_Given records:_
----

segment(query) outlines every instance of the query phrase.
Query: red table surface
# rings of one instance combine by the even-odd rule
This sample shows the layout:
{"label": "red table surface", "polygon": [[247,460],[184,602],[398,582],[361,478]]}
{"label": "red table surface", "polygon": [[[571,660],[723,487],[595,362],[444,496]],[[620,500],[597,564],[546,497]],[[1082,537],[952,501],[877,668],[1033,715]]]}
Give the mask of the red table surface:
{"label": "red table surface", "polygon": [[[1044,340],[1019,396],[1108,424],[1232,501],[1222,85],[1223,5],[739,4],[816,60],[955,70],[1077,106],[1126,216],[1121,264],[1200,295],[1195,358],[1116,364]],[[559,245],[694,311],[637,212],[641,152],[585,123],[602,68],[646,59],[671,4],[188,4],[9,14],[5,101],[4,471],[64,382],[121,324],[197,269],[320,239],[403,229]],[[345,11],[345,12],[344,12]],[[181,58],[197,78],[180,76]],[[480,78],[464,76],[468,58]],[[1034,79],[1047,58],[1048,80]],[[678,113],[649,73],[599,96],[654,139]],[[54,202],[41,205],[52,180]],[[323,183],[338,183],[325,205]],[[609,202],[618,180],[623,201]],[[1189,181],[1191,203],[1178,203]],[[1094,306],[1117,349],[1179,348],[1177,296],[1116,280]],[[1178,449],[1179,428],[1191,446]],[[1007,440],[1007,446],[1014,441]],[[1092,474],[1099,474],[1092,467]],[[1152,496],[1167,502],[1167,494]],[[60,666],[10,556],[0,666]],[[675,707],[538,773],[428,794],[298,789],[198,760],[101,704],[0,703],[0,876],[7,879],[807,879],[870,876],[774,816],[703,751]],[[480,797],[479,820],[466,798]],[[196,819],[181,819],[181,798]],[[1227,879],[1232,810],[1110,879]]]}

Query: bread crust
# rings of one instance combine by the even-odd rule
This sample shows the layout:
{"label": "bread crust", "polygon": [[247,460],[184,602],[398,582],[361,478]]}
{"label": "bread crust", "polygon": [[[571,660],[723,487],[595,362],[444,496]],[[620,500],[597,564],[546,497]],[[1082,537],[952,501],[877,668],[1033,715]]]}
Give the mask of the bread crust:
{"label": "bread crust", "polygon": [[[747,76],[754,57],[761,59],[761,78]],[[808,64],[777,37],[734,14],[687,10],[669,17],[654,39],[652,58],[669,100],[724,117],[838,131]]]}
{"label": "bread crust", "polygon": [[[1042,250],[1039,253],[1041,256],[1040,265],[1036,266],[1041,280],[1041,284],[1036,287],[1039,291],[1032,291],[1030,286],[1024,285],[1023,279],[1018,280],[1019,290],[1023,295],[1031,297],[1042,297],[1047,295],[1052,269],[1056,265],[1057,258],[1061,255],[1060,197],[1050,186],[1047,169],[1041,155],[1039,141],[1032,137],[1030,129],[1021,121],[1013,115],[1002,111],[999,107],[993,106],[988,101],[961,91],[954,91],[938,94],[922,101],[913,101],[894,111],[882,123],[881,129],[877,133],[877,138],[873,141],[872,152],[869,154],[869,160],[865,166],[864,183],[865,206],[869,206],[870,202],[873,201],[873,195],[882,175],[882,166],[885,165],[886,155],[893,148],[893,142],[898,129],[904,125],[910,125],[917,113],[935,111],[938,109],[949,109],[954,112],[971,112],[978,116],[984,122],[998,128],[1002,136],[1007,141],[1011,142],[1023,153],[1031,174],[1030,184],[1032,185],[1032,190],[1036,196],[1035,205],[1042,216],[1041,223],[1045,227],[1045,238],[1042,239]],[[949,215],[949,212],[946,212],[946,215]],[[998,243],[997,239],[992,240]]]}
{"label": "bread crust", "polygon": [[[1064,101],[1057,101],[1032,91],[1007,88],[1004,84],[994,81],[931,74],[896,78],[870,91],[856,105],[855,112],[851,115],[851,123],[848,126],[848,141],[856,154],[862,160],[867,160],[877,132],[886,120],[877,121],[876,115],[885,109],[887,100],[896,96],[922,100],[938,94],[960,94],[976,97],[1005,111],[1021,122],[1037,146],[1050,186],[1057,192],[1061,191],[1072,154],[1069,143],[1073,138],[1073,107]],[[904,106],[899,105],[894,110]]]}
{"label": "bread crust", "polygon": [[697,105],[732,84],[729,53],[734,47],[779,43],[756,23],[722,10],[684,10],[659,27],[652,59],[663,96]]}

----

Extract the lines from the first line through the line that contains "Give the mask of the red", and copy them without any change.

segment(query) outlines every instance of the query phrase.
Query: red table surface
# rings of one instance combine by the even-odd rule
This sample shows the layout:
{"label": "red table surface", "polygon": [[247,460],[184,602],[398,582],[361,478]]}
{"label": "red table surface", "polygon": [[[571,660],[723,487],[595,362],[444,496]],[[620,500],[597,564],[546,497]],[[1082,537],[952,501],[877,668],[1033,715]]]}
Give the mask of the red table surface:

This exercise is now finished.